[Explore o material]
1. Indique se cada afirmação a seguir está de acordo com o texto sobre crimes políticos na Alemanha, respondendo sim ou não e citando literalmente as palavras do texto que decidem a resposta. (a) O número registrado foi 23% maior que o de 2020. (b) Esse tipo de dado começou a ser registrado em 2001. (c) Segundo Holger Münch, o recorde se deve principalmente aos crimes de extremistas de direita e de esquerda.
2. Dê continuidade ao texto sobre crimes políticos na Alemanha, começando logo após a última frase apresentada.

A Alemanha registrou no ano passado o recorde de 55.048 crimes com motivação política, informou nesta terça-feira (10/05) o Departamento Federal de Investigações (BKA, na sigla em alemão).
O número representa 23% a mais do que em 2020 e é o maior em 20 anos, desde que esse tipo de dado passou a ser registrado, em 2001. Além disso, também foi a primeira vez que a marca de 50 mil foi ultrapassada.
Embora grande parte dos crimes tenha relação com extremistas de direita e de esquerda, segundo Holger Münch, presidente do BKA, o recorde se deve principalmente ao aumento significativo de novos crimes politicamente motivados que não podem ser atribuídos a essas duas categorias clássicas - como o fenômeno dos pensadores laterais ou dos negacionistas da pandemia de coronavírus.

[Dados apresentados]

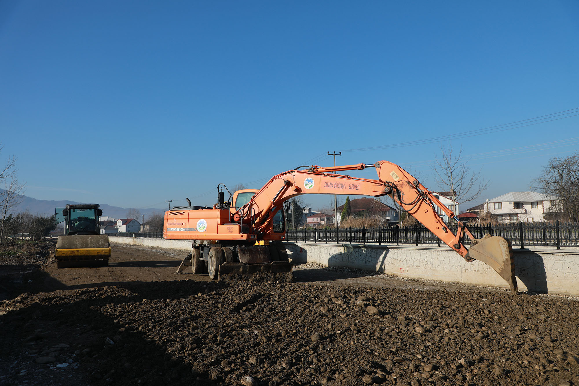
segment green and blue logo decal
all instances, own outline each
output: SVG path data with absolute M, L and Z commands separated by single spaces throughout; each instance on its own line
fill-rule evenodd
M 205 232 L 207 229 L 207 222 L 201 219 L 197 221 L 197 230 L 199 232 Z

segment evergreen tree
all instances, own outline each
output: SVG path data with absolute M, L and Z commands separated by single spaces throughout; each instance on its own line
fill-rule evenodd
M 342 216 L 340 216 L 340 222 L 345 221 L 351 214 L 351 210 L 350 209 L 350 196 L 346 198 L 346 203 L 344 204 L 344 209 L 342 210 Z

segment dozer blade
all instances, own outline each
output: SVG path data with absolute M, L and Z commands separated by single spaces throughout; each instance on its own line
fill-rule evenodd
M 111 257 L 108 236 L 58 236 L 54 255 L 59 268 L 106 267 Z
M 490 265 L 508 283 L 513 293 L 516 294 L 515 259 L 508 240 L 487 234 L 482 239 L 472 241 L 468 256 Z
M 247 275 L 251 281 L 290 283 L 293 281 L 294 266 L 286 261 L 263 264 L 225 262 L 219 265 L 219 280 L 243 279 Z

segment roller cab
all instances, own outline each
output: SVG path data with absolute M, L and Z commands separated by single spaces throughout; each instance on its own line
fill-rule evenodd
M 64 221 L 54 256 L 57 268 L 106 267 L 111 257 L 108 236 L 99 234 L 98 204 L 67 205 L 55 210 L 57 221 Z

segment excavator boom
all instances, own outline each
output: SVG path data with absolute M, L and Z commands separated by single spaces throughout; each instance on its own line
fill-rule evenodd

[Respostas]
1.
(a) Sim: "O número representa 23% a mais do que em 2020".
(b) Sim: "desde que esse tipo de dado passou a ser registrado, em 2001".
(c) Não: "o recorde se deve principalmente ao aumento significativo de novos crimes politicamente motivados que não podem ser atribuídos a essas duas categorias clássicas".

2.
Para Münch, apesar de as origens desse tipo de crime serem "mais difusas e diversificadas", eles não são menos perigosos para a convivência pacífica. Com 21.339 casos registrados, eles agora representam quase 40% de todos os crimes politicamente motivados – especialmente durante protestos contra o coronavírus ou eventos eleitorais. Foram contabilizadas nove tentativas de homicídio e dois homicídios consumados, entre eles o de um funcionário de um posto de gasolina em Idar-Oberstein, que foi baleado após pedir que um cliente usasse máscara.
Segundo a ministra alemã do Interior, Nancy Faeser, "os crimes politicamente motivados são um indicador da intensidade dos conflitos sociais".
"Devemos proteger a nossa democracia com todas as nossas forças", acrecentou a ministra em Berlim, durante a apresentação das estatísticas nesta terça-feira.
Extrema direita segue sendo principal ameaça
Apesar de uma leve queda nos casos em relação ao ano anterior, tanto Faeser quando Münch acreditam que os crimes cometidos por extremistas de direita ainda são o principal desafio a ser enfrentado.
Isso porque, entre os 3.889 crimes violentos cometidos em 2021, 41% das vítimas foram atacadas por perpetradores com antecedentes extremistas de direita. No caso de crimes com antecedentes antissemitas, houve um aumento de quase 29%, para mais de 3 mil casos.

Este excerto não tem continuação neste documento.